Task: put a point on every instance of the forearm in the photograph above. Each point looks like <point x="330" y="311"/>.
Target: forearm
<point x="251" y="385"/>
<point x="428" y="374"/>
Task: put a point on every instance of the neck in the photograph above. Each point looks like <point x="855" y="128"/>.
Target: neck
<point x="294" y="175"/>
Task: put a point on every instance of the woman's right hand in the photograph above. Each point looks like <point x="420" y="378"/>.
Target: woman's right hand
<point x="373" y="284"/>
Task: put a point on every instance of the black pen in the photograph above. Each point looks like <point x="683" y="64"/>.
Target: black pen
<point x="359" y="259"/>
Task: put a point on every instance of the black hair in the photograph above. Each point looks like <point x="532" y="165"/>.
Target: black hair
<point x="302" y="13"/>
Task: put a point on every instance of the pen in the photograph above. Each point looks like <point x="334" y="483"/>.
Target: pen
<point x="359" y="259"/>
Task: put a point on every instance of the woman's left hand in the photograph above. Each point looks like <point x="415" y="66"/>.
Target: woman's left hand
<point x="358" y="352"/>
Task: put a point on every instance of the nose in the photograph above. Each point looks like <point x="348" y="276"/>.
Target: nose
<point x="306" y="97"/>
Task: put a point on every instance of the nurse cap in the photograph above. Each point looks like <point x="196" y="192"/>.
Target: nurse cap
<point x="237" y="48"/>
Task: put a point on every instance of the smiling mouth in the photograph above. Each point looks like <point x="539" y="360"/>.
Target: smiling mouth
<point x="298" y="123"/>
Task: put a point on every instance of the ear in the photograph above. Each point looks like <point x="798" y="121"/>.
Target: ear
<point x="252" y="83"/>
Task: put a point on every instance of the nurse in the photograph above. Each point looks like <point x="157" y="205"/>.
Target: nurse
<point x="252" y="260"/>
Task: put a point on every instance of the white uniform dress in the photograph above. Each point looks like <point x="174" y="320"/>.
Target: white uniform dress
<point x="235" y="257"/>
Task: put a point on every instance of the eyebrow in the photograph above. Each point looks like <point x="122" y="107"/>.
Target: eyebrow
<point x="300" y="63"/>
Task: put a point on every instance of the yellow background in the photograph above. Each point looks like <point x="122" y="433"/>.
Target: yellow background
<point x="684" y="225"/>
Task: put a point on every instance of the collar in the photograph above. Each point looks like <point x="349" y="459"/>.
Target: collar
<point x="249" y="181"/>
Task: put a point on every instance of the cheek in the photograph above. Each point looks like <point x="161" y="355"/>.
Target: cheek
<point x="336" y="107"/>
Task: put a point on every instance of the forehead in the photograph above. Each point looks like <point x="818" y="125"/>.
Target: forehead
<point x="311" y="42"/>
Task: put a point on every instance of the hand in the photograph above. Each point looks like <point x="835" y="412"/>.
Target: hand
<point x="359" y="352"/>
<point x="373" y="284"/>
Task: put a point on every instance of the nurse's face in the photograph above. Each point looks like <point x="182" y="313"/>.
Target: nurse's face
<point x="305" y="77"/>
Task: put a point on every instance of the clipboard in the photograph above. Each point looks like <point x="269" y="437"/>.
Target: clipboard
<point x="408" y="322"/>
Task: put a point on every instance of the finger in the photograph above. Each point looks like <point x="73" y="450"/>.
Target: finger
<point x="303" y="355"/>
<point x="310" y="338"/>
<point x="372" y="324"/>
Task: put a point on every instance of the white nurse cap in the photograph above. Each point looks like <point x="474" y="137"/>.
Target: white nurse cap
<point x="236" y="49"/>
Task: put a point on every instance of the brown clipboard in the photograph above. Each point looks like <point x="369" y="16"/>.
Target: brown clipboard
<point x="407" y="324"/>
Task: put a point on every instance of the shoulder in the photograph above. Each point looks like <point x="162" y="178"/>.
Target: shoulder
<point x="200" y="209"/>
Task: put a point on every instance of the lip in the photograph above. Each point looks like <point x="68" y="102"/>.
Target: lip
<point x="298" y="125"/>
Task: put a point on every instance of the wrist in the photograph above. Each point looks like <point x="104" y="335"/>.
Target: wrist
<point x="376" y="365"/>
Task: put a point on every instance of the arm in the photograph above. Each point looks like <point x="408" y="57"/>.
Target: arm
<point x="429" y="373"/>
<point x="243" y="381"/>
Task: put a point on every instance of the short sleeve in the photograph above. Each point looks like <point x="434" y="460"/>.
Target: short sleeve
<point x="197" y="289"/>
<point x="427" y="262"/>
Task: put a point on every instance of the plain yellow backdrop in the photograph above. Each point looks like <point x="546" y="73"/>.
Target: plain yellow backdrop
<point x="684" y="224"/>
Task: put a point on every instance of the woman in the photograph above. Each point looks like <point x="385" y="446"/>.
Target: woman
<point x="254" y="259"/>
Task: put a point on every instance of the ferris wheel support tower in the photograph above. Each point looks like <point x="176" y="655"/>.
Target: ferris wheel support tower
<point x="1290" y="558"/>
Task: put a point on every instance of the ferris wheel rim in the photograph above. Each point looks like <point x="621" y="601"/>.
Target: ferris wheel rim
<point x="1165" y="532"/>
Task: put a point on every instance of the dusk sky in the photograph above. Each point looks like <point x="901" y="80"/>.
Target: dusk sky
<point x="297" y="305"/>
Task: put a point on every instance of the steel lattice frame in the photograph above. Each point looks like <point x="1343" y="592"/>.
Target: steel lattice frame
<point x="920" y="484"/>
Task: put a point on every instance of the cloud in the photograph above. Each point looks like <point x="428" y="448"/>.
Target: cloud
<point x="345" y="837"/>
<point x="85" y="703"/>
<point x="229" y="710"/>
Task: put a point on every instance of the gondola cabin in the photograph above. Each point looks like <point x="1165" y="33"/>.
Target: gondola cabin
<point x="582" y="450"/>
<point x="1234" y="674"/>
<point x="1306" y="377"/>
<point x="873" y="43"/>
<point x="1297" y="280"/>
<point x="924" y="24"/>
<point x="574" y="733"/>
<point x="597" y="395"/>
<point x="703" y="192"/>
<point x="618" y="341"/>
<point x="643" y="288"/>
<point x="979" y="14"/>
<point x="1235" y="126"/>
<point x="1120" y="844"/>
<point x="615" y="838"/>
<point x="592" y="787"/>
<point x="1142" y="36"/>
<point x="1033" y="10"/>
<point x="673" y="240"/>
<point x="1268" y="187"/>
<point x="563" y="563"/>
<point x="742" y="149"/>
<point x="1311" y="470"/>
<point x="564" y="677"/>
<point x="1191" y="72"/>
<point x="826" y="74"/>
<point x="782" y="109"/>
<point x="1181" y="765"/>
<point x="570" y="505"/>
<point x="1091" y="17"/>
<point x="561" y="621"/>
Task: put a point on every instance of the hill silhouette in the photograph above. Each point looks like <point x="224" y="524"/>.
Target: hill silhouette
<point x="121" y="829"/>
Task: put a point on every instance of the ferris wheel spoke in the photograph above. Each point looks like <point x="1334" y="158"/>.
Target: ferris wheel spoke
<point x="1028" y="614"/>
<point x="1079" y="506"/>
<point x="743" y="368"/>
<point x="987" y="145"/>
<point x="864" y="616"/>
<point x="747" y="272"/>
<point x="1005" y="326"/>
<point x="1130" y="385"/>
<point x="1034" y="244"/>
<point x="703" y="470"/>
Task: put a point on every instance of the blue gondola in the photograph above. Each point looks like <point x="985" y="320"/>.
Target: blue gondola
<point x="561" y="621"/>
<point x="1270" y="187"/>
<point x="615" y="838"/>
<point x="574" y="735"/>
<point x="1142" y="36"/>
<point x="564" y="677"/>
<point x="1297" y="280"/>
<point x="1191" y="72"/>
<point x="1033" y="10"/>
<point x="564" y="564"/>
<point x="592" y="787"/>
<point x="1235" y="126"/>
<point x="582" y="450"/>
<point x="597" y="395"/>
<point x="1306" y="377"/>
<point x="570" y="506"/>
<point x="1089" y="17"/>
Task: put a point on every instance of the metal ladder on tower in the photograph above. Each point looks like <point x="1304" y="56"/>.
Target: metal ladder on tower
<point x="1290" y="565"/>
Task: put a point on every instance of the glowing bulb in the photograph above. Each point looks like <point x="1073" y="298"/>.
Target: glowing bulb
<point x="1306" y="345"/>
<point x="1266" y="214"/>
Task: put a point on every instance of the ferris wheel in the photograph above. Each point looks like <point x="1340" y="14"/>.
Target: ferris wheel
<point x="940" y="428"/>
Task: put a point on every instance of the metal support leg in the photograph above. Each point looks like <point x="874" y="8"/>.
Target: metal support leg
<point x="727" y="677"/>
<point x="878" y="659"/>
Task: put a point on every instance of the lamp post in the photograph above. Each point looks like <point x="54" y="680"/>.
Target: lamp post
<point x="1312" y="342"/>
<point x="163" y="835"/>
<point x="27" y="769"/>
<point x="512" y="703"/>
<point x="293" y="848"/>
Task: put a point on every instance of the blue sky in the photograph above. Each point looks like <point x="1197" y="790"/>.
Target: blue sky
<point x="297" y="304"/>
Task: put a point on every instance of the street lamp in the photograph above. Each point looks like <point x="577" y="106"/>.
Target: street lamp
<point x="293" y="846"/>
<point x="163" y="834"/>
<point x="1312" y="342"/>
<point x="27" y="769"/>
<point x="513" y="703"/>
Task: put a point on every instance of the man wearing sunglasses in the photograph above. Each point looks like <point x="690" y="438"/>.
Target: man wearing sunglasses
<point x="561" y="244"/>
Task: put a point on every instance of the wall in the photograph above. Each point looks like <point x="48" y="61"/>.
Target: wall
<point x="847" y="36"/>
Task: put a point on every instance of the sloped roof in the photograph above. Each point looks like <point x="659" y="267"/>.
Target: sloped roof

○ ○ ○ ○ ○

**Description of the task**
Reproduce, word for word, every line starting at the line that contains "Task: put a point on every instance of the man" and ending with the final line of the entries.

**Worked solution**
Task: put a point on every instance of the man wearing sunglasses in the photograph above. Each point looks like <point x="690" y="438"/>.
Target: man wearing sunglasses
<point x="561" y="244"/>
Task: put a point on every instance of the wall in the photograph above. Each point looks like <point x="48" y="61"/>.
Target: wall
<point x="847" y="36"/>
Task: put a point on every instance of the sloped roof in the photograph above. Each point looks like <point x="659" y="267"/>.
Target: sloped roof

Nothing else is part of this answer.